Selected passage:
[Start]

# Kingwood



## Weasel (Jun 18, 2012)

This is a call that does prey distress from birds to pups and everything in between.
Kingwood is solid, dense and strong. This call has a very easy to use toneboard.
















$30 to anywhere in the US and I'll pay the postage.
Thanks for looking.


----------



## azpredatorhunter (Jul 24, 2012)

Nice call..


----------



## prairiewolf (Feb 19, 2012)

Nice looking call !! I have never tried Kingwood.


----------



## Weasel (Jun 18, 2012)

Thanks for the kind words.

Stonegod, Here is a C&P about Kingwood:

*"Kingwood is an exotic wood that is light to dark violet brown with lighter and darker stripes of purple. Also called Violetwood or Violete. Bright luster, fine texture and is very stable in service. Very hard and heavy. Takes a high natural polish and develops patina as it ages. Fairly rare. Can be used for inlay, turning, fancy accessories. Kingwood comes from Brazil"*

It's fairly expensive and is probably why we don't see more calls turned from it. The sound qualities makes the extra expence well worthwhile in my opinion. Of course the beauty is nice too!


----------



## Rick Howard (Feb 25, 2012)

Nice weasel. Top notch there. I really like kingwood. I have made a few calls from it. It machines like a dream, sounds great, and looks great.


----------



## prairiewolf (Feb 19, 2012)

Ok, Ok another wood order coming up. LOL


----------



## prairiewolf (Feb 19, 2012)

SG, not to take over Weasels post, but I have been looking at some and it prices higher than cocobolo or some of the other rosewoods. it is from brazil so I am sure in a short time it will start to be alot more rare.But as for right now not close to the rarity of bois de rose or snakewood.


----------



## Weasel (Jun 18, 2012)

Prairiewolf nailed it. Not even close to the cost of Bois De Rose. If you want a call turned from rare wood, get on Prairiewolf's list.


----------



## Weasel (Jun 18, 2012)

*This call is sold!*


----------

[End]

Provided data:
[Start]

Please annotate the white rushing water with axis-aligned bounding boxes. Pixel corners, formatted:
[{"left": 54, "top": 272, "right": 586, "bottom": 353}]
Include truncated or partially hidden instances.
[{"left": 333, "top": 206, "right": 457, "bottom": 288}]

[End]

Objective:
List each distinct username that posts in the Kingwood forum thread. The material comes from a different source than the Kingwood thread.

The solution:
Weasel, azpredatorhunter, prairiewolf, Rick Howard